◆ Record set
=== Begin Enclosure ===

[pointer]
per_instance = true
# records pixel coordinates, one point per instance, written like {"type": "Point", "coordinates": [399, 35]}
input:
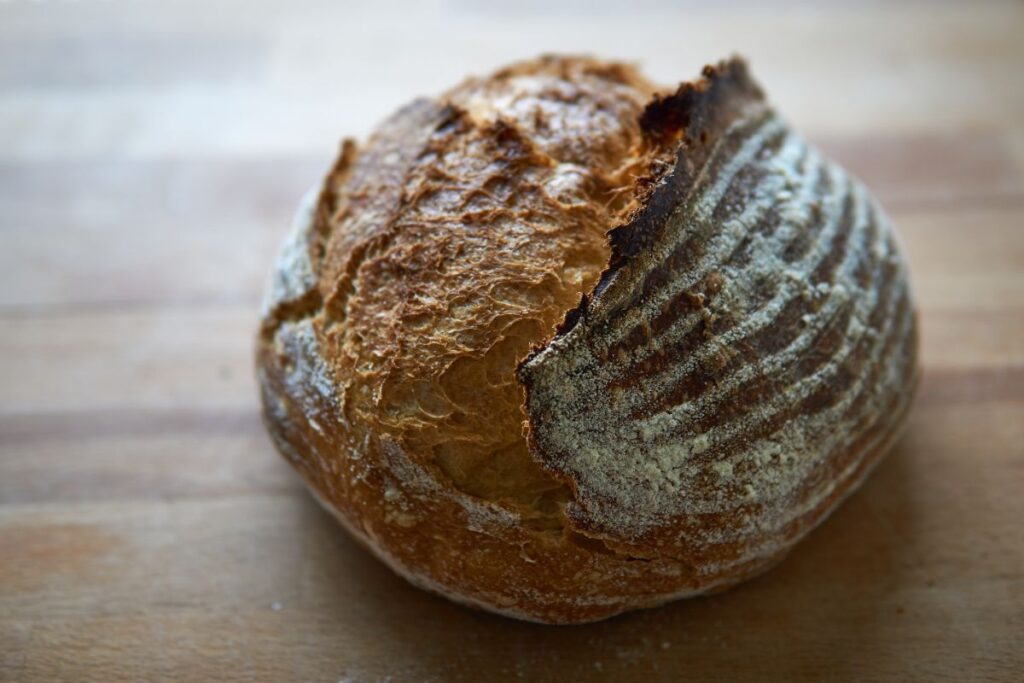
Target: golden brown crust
{"type": "Point", "coordinates": [435, 259]}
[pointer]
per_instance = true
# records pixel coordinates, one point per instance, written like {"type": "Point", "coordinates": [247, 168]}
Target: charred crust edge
{"type": "Point", "coordinates": [691, 119]}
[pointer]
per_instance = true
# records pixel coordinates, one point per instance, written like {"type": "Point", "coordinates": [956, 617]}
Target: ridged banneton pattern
{"type": "Point", "coordinates": [745, 357]}
{"type": "Point", "coordinates": [556, 346]}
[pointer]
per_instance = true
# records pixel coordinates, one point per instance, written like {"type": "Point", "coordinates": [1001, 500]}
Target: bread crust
{"type": "Point", "coordinates": [500, 401]}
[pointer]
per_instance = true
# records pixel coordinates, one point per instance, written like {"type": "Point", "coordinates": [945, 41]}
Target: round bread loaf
{"type": "Point", "coordinates": [558, 346]}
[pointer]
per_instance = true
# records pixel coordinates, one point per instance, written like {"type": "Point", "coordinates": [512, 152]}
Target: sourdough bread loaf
{"type": "Point", "coordinates": [557, 345]}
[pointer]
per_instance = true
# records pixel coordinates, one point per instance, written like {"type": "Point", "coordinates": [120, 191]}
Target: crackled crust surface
{"type": "Point", "coordinates": [460, 240]}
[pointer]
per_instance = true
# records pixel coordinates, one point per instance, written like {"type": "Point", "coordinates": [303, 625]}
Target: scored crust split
{"type": "Point", "coordinates": [518, 409]}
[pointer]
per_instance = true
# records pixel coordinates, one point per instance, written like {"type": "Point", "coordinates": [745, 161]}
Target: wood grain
{"type": "Point", "coordinates": [150, 158]}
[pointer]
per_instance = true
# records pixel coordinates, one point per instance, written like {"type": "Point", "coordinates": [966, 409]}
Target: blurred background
{"type": "Point", "coordinates": [151, 155]}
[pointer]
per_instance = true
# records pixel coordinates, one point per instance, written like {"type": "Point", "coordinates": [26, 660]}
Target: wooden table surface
{"type": "Point", "coordinates": [150, 158]}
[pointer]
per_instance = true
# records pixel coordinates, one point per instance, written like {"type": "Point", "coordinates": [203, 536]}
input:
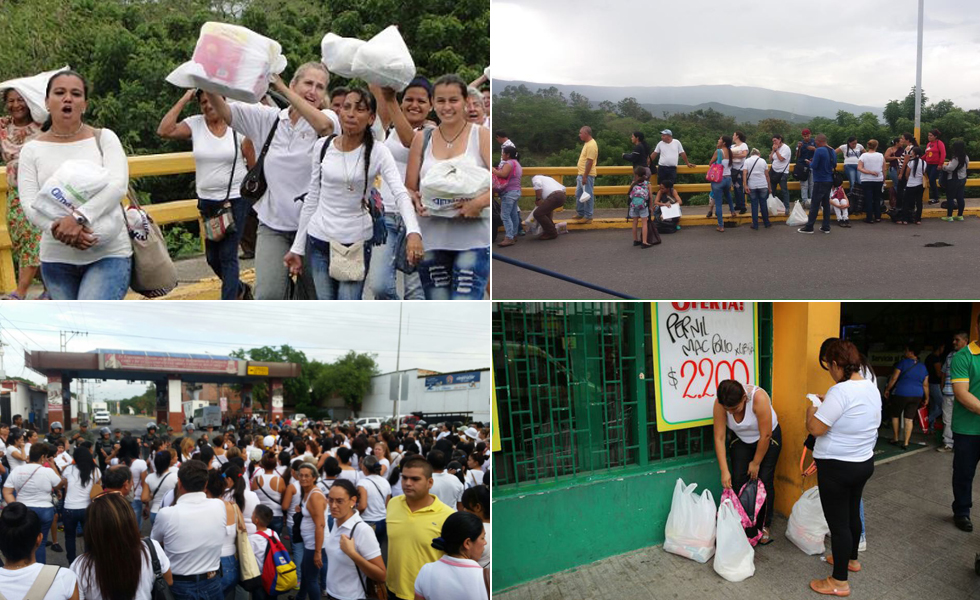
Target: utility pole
{"type": "Point", "coordinates": [398, 363]}
{"type": "Point", "coordinates": [918, 76]}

=== End Enclosure ===

◆ The problem
Give back all of the entries above exactly, with the pictures excluded.

◆ Written solution
[pointer]
per_instance = true
# records pixel coordinates, one point per instance, written like {"type": "Point", "coordinates": [399, 35]}
input:
Target: golden brown crust
{"type": "Point", "coordinates": [435, 259]}
[pointer]
per_instance = true
# records pixel coordinates, one point per instance, written like {"type": "Point", "coordinates": [247, 168]}
Target: charred crust edge
{"type": "Point", "coordinates": [691, 119]}
[pointer]
per_instance = true
# records pixel coordinates, one point per instance, written like {"type": "Point", "coordinates": [956, 617]}
Target: ridged banneton pattern
{"type": "Point", "coordinates": [745, 357]}
{"type": "Point", "coordinates": [556, 346]}
[pointer]
per_instance = true
# records pixel coordinates, one point per instance, written like {"type": "Point", "coordinates": [1001, 500]}
Target: bread crust
{"type": "Point", "coordinates": [500, 401]}
[pointer]
per_instance = true
# records pixel coordinates, one point per instance, written like {"type": "Point", "coordinates": [945, 41]}
Target: round bread loaf
{"type": "Point", "coordinates": [558, 346]}
[pointer]
per_instance = true
# records pixel coordinates, one point per instance, written like {"type": "Point", "coordinates": [512, 152]}
Target: sourdough bread loaf
{"type": "Point", "coordinates": [557, 345]}
[pointer]
per_instance = true
# records pixel coordinates, one point per instance, written like {"type": "Point", "coordinates": [120, 191]}
Target: crackled crust surface
{"type": "Point", "coordinates": [460, 240]}
[pointer]
per_instance = true
# records pixel coordinates, one point per instance, written like {"type": "Point", "coordinates": [303, 625]}
Target: scored crust split
{"type": "Point", "coordinates": [518, 409]}
[pointer]
per_instance = true
# records pixel coordinates, one point per instance, written like {"type": "Point", "coordinates": [745, 161]}
Target: wood grain
{"type": "Point", "coordinates": [150, 158]}
[pointer]
per_instance = true
# records pixel coordinates, one point per instance, written like {"type": "Point", "coordinates": [966, 409]}
Target: blurred background
{"type": "Point", "coordinates": [151, 155]}
[pointer]
per_instance = true
# records pixel coordinates, one point per instance, written like {"type": "Point", "coordinates": [26, 660]}
Target: wooden table surface
{"type": "Point", "coordinates": [150, 158]}
[pointer]
per_instance = true
# records pixel coordinates, one point per instance, written like {"type": "Point", "coordinates": [203, 536]}
input:
Target: utility pole
{"type": "Point", "coordinates": [398, 363]}
{"type": "Point", "coordinates": [918, 76]}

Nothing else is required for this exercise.